### [Given request A]
In the school lunch article, what four items does the poster on the cafeteria wall say a student needs to get?

### [Extract]
It’s to be expected that students would be hungry after a few hours at school–but why don’t they go to the cafeteria to have school lunch?

First, is school lunch healthy? On cafeteria wall, a poster of school lunch is pasted. It says that a student needs to get a principal food, a side, a vegetable or fruit and a bottle of milk. The principal food provides energy, the side food makes lunch plentiful, the vegetable and fruit gives vitamin and the milk has lots of nutrients. Sounds good, right? However, the school lunch doesn’t appear that healthy. Usually, the principal food, a burger which contains 300 to 500 calories, is frozen chicken or beef that has been heated up.

Second, is school lunch appetizing? A Quince Orchard High School senior, Abena Amfo-Koranteng, does not eat lunch much. “The only problem I have with [school lunch] is that it usually gets sided with the same dish, [and] it gets boring sometimes eating the same food for weeks,” she said. The fruits in the cafeteria, in addition, are usually oranges, apples and bananas which are very unitary and unchanging.

Third, do students enjoy the school lunch?

### [Given request B]
Identify every line in the listing below that contains the word "silver" and copy each of those lines. Case counts.

(Saved entries)
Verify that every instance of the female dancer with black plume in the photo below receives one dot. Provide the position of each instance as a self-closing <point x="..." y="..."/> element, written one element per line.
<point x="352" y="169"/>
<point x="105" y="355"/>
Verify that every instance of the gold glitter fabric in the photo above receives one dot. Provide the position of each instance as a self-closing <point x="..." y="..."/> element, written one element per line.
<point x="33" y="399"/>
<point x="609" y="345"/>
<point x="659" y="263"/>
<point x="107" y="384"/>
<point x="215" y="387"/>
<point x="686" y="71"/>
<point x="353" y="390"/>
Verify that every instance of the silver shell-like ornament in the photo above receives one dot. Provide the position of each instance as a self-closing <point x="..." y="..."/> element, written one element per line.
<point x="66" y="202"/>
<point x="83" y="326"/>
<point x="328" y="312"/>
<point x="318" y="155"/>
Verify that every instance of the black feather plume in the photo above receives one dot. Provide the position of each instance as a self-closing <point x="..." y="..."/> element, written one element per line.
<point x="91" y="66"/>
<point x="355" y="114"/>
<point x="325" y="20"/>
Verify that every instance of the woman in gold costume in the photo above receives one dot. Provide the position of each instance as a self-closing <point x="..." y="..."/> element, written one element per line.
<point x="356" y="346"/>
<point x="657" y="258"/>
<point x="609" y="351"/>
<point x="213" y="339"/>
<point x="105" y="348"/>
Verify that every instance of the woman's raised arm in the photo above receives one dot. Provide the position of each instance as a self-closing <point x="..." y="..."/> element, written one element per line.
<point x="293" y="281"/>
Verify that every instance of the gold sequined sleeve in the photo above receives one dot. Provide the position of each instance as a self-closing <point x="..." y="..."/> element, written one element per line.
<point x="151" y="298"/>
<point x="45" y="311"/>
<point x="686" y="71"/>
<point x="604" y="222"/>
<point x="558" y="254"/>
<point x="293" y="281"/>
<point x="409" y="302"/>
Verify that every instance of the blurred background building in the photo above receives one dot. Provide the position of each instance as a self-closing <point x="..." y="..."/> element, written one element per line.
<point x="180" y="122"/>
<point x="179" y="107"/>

### [Output A]
A principal food, a side, a vegetable or fruit, and a bottle of milk.

### [Output B]
Verify that every instance of the silver shell-like ornament in the photo above receives one dot. Provide the position of each instance as a self-closing <point x="..." y="..."/> element, written one element per line.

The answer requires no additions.